_Work to be completed_. Rewrite the paragraph of the pyrite XPS text that begins "The XPS analysis of pyrite reacted with 52 mg/L Cr(VI)" as a short bulleted list that keeps its main facts.

The effects of HA on C 1s, O 1s, S 2p, and Fe 2p XPS spectra of pyrite reacted with 52 mg/L Cr(VI) at pH 3 are presented in Fig. 6. The binding energies of the C1 s line exhibited peaks at 283.65 eV for C, 285.08 for C-S, and 287.59 eV for carboxyl carbon, indicating the binding of HA onto pyrite surface (Fig. 6a). Similarly, the O 1s spectra showed peaks at the binding energies of 530.5, 531.55, and 528.6 eV, which corresponded to O–H, O–S, and O–Fe surface species, respectively (Fig. 6b), indicating presence of Fe- and Cr-hydrolyzed surface species. The S 2p spectra (Fig. 6c) are associated with peaks at 161.34, 162.65, and 167.77 eV, suggesting a partial oxidation of disulfide to sulfate on pyrite surface during Cr(VI) removal. The binding energies of Fe 2p lines centering at 705.9, 718.74, 709.75, and 723.29 eV suggested the existence of Fe(II)-S and hydrolyzed Fe(III) species, implying partial oxidation and precipitation of Fe(III)-(hydr)oxides on pyrite surface. This is not surprising since the pyritic Fe(II) sites were oxidized to Fe(III), while reducing Cr(VI) to Cr(III) on pyrite surface. While the analysis of Cr 2p spectra showed peaks at 576.45 and 585.04 eV for reduced chromium species (e.g., Cr(III)), no peaks for hexavalent chromium were observed on pyrite surface (Fig. S4, Supplementary Material). Considering the low surface area of pyrite samples used in the experiments, the direct sorption of Cr(VI) onto pyrite surface was negligible, and the main mechanism responsible for Cr(VI) removal with pyrite was Cr(VI) reduction to Cr(III), followed by precipitation and/or sorption of Cr(III) onto pyrite surface (Kantar et al. 2015a).

Fig. 6
figure 6

Fitted XPS spectra of pyrite (10 g/L) surface exposed to 52 mg/L Cr(VI) at pH 3 in 0.01 M NaCl solution containing 200 mg/L humic acid. a C1 s. b O 1s. c S 2p. d Fe 2p

The XPS analysis of pyrite reacted with 52 mg/L Cr(VI) in system containing 103 mg/L HCO3 as CaCO3, 500 mg/L Ca2+ as CaCO3, and 200 mg/L HA at pH 8 is shown in Fig. 7a, b. The binding energies of C1 s and Ca 2p centered at 287.37 and 346.19 eV, respectively, indicating the existence of carboxyl carbon and carbonates (e.g., CaCO3) due to adsorption and/or co-precipitation/co-aggregation of HA with Ca2+ and hydrolyzed metal species onto pyrite surface (Liu et al. 2008). Similarly, Fig. 7c, d shows the effects of HA on pyrite surface speciation in the presence of 52 mg/L Cr(VI), 103 mg/L HCO3 as CaCO3, 500 mg/L Mg2+ as CaCO3, and 200 mg/L HA at pH 8. The C 1s and Mg 2p spectra show peaks for carboxyl carbon at 287.59 eV and Mg-O at 49.23 eV, implying the sorption and accumulation of HA aggregates with hydrolyzed metal species containing Mg-(hydr) oxides on pyrite surface.

_Dataset_.
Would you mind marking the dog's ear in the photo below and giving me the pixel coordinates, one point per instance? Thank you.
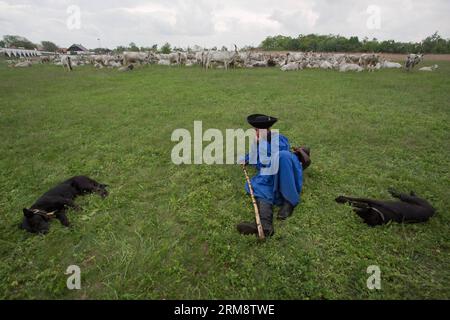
(27, 213)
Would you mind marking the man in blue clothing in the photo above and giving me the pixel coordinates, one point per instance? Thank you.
(280, 174)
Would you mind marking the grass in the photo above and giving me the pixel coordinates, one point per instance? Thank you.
(168, 232)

_Solution below_.
- Pyrite reacted with 52 mg/L Cr(VI) at pH 8 was analyzed by XPS in two systems that both contained 103 mg/L HCO3 (as CaCO3) and 200 mg/L HA.
- In the system with 500 mg/L Ca2+ (as CaCO3), shown in Fig. 7a, b, the C 1s and Ca 2p peaks were at 287.37 and 346.19 eV.
- These peaks indicate carboxyl carbon and carbonates such as CaCO3. They come from adsorption and/or co-precipitation/co-aggregation of HA with Ca2+ and hydrolyzed metal species on the pyrite surface (Liu et al. 2008).
- In the system with 500 mg/L Mg2+ (as CaCO3), shown in Fig. 7c, d, the peaks were at 287.59 eV for carboxyl carbon (C 1s) and 49.23 eV for Mg-O (Mg 2p).
- These peaks imply sorption and accumulation of HA aggregates with hydrolyzed metal species, including Mg-(hydr)oxides, on the pyrite surface.